(Extracted records)
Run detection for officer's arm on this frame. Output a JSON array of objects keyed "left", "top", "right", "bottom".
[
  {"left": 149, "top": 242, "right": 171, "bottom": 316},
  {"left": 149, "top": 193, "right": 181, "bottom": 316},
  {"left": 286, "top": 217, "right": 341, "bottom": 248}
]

▸ **WHAT IS EXPECTED**: Reproduce every one of the entries above, line for line, without changing a single character.

▸ **RESULT BELOW**:
Run detection for officer's arm on this frame. Output a JSON array of objects keyed "left", "top", "right", "bottom".
[
  {"left": 149, "top": 242, "right": 171, "bottom": 316},
  {"left": 149, "top": 193, "right": 181, "bottom": 316},
  {"left": 286, "top": 217, "right": 341, "bottom": 248}
]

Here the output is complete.